▼

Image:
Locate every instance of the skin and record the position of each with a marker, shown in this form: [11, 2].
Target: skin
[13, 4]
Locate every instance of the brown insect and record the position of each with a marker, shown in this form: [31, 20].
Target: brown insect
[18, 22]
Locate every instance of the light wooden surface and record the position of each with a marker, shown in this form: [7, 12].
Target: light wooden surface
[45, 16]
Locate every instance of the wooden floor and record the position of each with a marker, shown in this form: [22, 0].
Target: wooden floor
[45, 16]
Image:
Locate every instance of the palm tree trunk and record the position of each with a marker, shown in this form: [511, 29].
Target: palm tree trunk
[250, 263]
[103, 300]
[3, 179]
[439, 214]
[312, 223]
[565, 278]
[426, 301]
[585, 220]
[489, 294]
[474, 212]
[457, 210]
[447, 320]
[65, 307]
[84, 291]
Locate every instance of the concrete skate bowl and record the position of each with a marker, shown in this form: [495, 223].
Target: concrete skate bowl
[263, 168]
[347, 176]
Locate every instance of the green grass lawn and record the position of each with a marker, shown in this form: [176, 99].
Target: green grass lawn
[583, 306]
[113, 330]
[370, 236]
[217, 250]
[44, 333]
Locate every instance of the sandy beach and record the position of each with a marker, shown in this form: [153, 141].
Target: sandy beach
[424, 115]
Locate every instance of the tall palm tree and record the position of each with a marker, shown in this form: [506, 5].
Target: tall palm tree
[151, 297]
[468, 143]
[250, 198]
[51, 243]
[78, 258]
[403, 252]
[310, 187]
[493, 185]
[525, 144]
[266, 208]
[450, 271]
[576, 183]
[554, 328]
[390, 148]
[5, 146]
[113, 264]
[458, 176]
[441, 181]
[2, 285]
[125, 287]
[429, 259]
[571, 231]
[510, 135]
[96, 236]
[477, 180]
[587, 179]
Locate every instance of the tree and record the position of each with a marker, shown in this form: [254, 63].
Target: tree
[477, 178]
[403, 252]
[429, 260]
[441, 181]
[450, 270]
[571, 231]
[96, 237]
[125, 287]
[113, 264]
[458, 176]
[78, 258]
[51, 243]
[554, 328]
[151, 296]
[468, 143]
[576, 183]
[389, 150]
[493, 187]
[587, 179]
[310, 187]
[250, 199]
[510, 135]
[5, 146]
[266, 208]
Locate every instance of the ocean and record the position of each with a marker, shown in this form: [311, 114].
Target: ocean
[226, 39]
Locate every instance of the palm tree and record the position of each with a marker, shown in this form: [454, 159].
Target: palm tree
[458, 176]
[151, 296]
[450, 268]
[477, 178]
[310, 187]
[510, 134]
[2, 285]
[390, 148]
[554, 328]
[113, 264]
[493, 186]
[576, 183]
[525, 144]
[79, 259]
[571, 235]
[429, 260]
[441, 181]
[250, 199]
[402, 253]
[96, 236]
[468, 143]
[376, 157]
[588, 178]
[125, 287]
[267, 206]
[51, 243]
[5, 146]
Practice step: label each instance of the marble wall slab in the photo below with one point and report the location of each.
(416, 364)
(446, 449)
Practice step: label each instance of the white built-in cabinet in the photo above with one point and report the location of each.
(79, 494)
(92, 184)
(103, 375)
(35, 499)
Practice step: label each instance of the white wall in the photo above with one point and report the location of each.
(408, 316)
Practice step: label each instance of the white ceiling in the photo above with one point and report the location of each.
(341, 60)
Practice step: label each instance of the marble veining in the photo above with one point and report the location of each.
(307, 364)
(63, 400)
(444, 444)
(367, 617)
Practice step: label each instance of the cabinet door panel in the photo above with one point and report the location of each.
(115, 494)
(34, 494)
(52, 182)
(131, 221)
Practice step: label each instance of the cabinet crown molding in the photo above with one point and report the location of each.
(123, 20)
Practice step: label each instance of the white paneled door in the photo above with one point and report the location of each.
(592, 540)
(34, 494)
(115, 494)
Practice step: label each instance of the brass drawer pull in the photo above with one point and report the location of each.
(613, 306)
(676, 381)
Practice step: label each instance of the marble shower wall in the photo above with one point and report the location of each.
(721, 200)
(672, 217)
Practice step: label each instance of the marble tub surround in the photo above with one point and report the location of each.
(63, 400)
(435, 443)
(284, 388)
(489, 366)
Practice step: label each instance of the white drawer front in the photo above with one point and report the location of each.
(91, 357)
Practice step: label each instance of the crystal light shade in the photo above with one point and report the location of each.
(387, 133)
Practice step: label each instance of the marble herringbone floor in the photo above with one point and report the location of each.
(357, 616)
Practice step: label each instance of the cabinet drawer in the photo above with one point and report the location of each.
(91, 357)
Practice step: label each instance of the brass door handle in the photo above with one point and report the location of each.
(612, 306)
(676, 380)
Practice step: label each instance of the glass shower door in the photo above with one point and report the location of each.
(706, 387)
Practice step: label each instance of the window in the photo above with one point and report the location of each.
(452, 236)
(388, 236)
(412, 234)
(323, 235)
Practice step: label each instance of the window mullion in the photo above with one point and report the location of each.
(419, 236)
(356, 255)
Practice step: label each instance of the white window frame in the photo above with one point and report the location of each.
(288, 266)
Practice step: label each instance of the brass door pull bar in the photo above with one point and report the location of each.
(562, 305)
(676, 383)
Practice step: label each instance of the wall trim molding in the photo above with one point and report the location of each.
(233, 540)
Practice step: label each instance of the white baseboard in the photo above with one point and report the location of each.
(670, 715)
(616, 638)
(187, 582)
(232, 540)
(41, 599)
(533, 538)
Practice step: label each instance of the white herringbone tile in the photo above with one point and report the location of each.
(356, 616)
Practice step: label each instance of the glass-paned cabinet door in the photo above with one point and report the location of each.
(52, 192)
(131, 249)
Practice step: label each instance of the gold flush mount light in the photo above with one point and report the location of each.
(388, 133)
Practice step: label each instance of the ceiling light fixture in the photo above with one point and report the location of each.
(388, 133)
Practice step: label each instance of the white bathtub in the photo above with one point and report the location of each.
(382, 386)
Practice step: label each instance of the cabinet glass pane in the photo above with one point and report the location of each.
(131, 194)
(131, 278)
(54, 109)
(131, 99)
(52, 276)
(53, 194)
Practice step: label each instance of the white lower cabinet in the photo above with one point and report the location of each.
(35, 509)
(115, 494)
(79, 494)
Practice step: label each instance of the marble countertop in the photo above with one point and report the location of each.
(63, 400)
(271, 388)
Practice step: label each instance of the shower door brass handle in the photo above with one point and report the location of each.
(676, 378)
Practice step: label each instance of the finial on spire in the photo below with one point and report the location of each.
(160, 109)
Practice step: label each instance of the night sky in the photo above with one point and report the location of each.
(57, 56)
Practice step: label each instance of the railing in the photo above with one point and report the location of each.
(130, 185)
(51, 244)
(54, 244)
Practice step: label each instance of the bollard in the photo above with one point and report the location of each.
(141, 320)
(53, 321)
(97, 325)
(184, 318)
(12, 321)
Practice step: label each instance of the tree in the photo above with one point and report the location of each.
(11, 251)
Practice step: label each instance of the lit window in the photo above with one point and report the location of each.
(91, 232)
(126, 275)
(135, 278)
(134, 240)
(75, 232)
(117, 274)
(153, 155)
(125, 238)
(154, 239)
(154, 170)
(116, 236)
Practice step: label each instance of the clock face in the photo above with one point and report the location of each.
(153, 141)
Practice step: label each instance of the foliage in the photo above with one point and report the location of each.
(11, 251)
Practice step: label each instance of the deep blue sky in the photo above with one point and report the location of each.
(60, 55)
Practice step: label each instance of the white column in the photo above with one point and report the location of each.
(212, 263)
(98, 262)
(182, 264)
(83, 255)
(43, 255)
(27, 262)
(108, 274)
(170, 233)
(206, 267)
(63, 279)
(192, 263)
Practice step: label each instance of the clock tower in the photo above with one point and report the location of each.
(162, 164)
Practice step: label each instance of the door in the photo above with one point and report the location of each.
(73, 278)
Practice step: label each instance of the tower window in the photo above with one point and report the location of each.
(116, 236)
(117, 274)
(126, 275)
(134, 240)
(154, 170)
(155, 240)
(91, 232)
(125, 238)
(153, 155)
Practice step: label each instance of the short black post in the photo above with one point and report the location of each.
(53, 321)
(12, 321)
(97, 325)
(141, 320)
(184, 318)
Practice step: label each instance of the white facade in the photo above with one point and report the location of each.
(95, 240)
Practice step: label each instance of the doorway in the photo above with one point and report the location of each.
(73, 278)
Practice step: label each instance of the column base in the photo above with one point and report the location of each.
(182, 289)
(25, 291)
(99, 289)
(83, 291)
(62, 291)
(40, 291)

▲

* **Directions for this task**
Lay out the lines of the records as a Markdown table with the columns Row and Entry, numbering each row and skipping blank lines. Include only the lines from the one containing "Practice step: label each instance of the foliage" through the end of the records.

* **Answer**
| Row | Entry |
|---|---|
| 1 | Practice step: label each instance of the foliage in the photo above with one point and report the location of each. |
| 2 | (11, 251) |
| 3 | Practice step: label each instance of the deep blue sky in the photo above with one point and report the location of each. |
| 4 | (60, 55) |
| 5 | Practice step: label each instance of the white column in the photo above with one point and report the location of each. |
| 6 | (212, 263) |
| 7 | (98, 262) |
| 8 | (182, 264) |
| 9 | (83, 255) |
| 10 | (43, 255) |
| 11 | (27, 262) |
| 12 | (108, 274) |
| 13 | (170, 233) |
| 14 | (206, 267) |
| 15 | (63, 279) |
| 16 | (192, 263) |
| 17 | Practice step: label each instance of the clock tower in the photo above with one point and report the location of each. |
| 18 | (162, 164) |
| 19 | Practice step: label each instance of the door in the photo above with one point and report the location of each. |
| 20 | (73, 278) |
| 21 | Practice step: label each instance of the tower window in the photo above with one point and report the location of each. |
| 22 | (116, 236) |
| 23 | (117, 274) |
| 24 | (126, 275) |
| 25 | (134, 240) |
| 26 | (154, 170) |
| 27 | (155, 240) |
| 28 | (91, 232) |
| 29 | (125, 238) |
| 30 | (153, 155) |
| 31 | Practice step: label each instance of the short black post in the photo above with one point and report the location of each. |
| 32 | (53, 321) |
| 33 | (12, 321) |
| 34 | (97, 325) |
| 35 | (141, 320) |
| 36 | (184, 318) |
| 37 | Practice step: label each instance of the white facade in the photo above with one point and report the location of each. |
| 38 | (95, 240) |
| 39 | Practice step: label each instance of the doorway in the photo above with one point and report the location of each. |
| 40 | (73, 278) |
| 41 | Practice step: label each instance of the column base in the photo above with one point and report the location of each. |
| 42 | (182, 289) |
| 43 | (25, 291) |
| 44 | (99, 289) |
| 45 | (83, 291) |
| 46 | (62, 291) |
| 47 | (40, 291) |